(Stored entries)
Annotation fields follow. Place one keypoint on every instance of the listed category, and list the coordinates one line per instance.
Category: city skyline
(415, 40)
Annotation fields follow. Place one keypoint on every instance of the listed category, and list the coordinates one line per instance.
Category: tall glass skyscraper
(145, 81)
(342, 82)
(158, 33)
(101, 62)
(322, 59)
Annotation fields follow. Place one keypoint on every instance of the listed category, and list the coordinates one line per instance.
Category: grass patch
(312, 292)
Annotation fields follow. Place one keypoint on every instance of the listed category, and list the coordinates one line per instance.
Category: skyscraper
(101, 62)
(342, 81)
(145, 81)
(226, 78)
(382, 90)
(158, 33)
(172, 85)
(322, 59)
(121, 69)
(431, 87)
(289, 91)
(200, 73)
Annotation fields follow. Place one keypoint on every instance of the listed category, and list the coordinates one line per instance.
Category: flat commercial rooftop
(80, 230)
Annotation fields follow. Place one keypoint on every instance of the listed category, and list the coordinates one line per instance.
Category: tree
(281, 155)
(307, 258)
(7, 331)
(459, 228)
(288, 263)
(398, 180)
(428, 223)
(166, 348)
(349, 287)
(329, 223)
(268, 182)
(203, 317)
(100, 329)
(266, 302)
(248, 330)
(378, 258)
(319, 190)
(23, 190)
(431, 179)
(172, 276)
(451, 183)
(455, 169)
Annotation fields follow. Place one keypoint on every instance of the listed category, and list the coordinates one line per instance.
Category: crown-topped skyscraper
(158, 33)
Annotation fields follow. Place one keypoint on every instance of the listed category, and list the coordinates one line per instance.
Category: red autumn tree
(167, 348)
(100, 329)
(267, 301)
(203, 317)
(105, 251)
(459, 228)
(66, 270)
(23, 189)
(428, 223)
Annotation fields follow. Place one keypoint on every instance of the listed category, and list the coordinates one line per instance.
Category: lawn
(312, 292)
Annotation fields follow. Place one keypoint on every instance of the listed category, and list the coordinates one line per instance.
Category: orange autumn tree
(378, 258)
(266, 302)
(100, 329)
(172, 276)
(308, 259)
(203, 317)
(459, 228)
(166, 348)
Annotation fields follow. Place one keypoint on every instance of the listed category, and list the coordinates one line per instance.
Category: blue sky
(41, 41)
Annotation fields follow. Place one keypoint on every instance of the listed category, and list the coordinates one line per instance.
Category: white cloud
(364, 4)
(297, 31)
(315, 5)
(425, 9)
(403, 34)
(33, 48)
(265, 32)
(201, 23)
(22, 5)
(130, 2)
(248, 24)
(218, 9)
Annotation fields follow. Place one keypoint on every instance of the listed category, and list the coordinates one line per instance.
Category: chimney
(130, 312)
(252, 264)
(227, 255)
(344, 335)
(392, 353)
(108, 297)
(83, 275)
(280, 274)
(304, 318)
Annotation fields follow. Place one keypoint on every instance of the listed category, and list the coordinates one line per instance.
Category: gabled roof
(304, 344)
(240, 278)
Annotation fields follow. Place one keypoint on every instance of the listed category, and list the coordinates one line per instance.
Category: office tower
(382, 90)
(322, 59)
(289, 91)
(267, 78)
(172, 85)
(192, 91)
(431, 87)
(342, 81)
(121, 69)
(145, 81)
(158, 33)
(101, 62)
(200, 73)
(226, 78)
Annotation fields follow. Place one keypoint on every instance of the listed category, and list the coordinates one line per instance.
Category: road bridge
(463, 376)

■ Your instructions ■
Each record shown above is to be given again exactly.

■ Expected output ■
Annotation fields follow. Place one keypoint on every instance of the listed category, and list the coordinates one line per instance.
Category: city skyline
(415, 40)
Annotation fields follow. Place one keypoint on every instance of the listed category, and list the coordinates one line per instance.
Category: tall glass skyscraper
(145, 81)
(342, 82)
(158, 33)
(101, 62)
(322, 59)
Annotation fields follow. Place one keypoint on every instance of the listed category, and list the coordinates one line per instance.
Category: grass patch
(312, 292)
Annotation fields follow. Place one keypoint on every instance of the listed category, and list the coordinates one line per instance.
Category: skyscraper
(101, 62)
(342, 81)
(145, 81)
(226, 78)
(382, 90)
(158, 33)
(172, 85)
(322, 59)
(121, 69)
(431, 87)
(289, 91)
(200, 73)
Annotation fields follow. Place one keypoint on every instance of the listed category, and list the coordinates one line per instance.
Category: flat commercial rooftop
(80, 230)
Annotation fields follow. Place one keypoint on every instance of the listed category, and list the coordinates one line per instance.
Category: tree
(281, 155)
(307, 258)
(7, 331)
(459, 228)
(288, 263)
(398, 180)
(428, 223)
(166, 348)
(349, 287)
(329, 223)
(268, 182)
(203, 317)
(100, 329)
(266, 302)
(248, 330)
(378, 258)
(319, 190)
(23, 190)
(431, 179)
(172, 276)
(451, 183)
(455, 169)
Annotation fields follow. Place one keypoint on every instance of the listed category, and list the coordinates one line per instance.
Category: crown-topped skyscraper
(158, 33)
Annotation fields follow. Place one keypoint on every instance of the listed category, and list the coordinates one line per instance.
Category: red autumn tree
(167, 348)
(100, 329)
(267, 301)
(203, 317)
(105, 251)
(459, 228)
(66, 270)
(23, 189)
(428, 223)
Annotation fields follow. Place one keypoint on every instance of the listed category, and list the coordinates one line per instance.
Category: lawn
(312, 292)
Annotation fields follow. Place one keypoint on every instance of the listed category, and list the coordinates one line per instance.
Category: orange autumn tree
(378, 258)
(266, 302)
(100, 329)
(172, 276)
(308, 259)
(203, 317)
(459, 228)
(166, 348)
Annotation fields follow. Place one keypoint on every instance of the listed category, and list the coordinates one line per instance.
Category: blue sky
(41, 41)
Annotation fields follow. Place one keypoint on every instance of the listed category, and list the coordinates one line per instance.
Category: white cloud
(364, 4)
(297, 31)
(315, 5)
(425, 9)
(403, 34)
(33, 48)
(265, 32)
(201, 23)
(22, 5)
(130, 2)
(248, 24)
(218, 9)
Annotation fields follow. Place one keypoint on every instance of the listed category, and list the coordinates one line per instance.
Category: chimney
(130, 312)
(252, 264)
(227, 255)
(344, 335)
(392, 353)
(108, 297)
(83, 275)
(280, 274)
(304, 318)
Annotation fields follow. Place one keypoint on every instance of the listed category, and list the coordinates one line per instance.
Category: gabled roof
(304, 344)
(240, 278)
Annotation fields follow. Place one keypoint on every instance of the listed category, and list the coordinates one line per instance.
Category: office tower
(382, 90)
(322, 59)
(289, 91)
(267, 78)
(172, 85)
(192, 91)
(431, 87)
(342, 81)
(121, 69)
(145, 81)
(158, 33)
(101, 62)
(200, 73)
(226, 78)
Annotation fields follow. Place one keypoint on every instance of the listed category, and list the coordinates one line per instance.
Category: road bridge
(463, 376)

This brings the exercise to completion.